* **Challenge**:
Locate the line containing "find the dark blue necktie" in the data below. Reproduce it and every following line up to the end, exactly as given.

* **Record list**:
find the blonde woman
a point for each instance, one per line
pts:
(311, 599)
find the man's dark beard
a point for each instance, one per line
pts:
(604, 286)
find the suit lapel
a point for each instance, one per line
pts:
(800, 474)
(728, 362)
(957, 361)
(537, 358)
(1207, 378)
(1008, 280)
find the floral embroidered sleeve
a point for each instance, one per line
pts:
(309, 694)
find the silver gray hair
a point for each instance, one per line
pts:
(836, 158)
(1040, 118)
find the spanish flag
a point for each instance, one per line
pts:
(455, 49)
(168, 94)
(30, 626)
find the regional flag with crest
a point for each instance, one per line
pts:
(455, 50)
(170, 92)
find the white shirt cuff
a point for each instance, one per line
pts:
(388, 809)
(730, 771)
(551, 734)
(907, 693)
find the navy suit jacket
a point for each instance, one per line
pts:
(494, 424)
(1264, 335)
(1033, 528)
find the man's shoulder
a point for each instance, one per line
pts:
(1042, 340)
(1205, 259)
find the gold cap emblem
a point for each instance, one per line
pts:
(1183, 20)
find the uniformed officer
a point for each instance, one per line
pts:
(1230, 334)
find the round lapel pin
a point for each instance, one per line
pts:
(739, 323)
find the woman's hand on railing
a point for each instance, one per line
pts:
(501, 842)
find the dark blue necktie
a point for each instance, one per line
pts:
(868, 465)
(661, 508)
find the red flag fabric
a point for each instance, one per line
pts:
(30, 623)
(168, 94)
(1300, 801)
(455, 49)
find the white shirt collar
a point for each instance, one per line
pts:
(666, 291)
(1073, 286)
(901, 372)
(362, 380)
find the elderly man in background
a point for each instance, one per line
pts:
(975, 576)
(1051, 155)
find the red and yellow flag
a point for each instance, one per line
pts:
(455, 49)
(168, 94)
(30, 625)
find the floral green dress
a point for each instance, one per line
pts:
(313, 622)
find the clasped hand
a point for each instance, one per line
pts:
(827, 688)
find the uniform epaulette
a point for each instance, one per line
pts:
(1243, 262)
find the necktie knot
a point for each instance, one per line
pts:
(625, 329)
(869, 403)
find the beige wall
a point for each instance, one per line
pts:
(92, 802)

* **Final result**:
find the dark blue necktie
a point for each instance, one per line
pts:
(868, 465)
(661, 508)
find the red flag fabric
a point for each instance, one per line
pts:
(30, 623)
(168, 94)
(1300, 801)
(455, 49)
find the white shirt collar
a point for each instance, one per line
pts:
(666, 291)
(1073, 286)
(901, 372)
(362, 380)
find the elderly man in background
a point for each instance, one per line
pts:
(975, 576)
(1051, 155)
find the red and yellow flag
a point for each instance, one per line
pts:
(455, 49)
(168, 94)
(30, 625)
find the floral green dress
a point for each instance, one per line
pts:
(313, 622)
find the clasped hand
a point for each instance, one per line
pts:
(827, 688)
find the uniform epaulette
a point for each instance, one per line
pts:
(1243, 262)
find the necktie knot
a point for each instance, one per line
pts:
(625, 329)
(869, 403)
find the beige wall
a point for each instance, one per line
pts:
(92, 802)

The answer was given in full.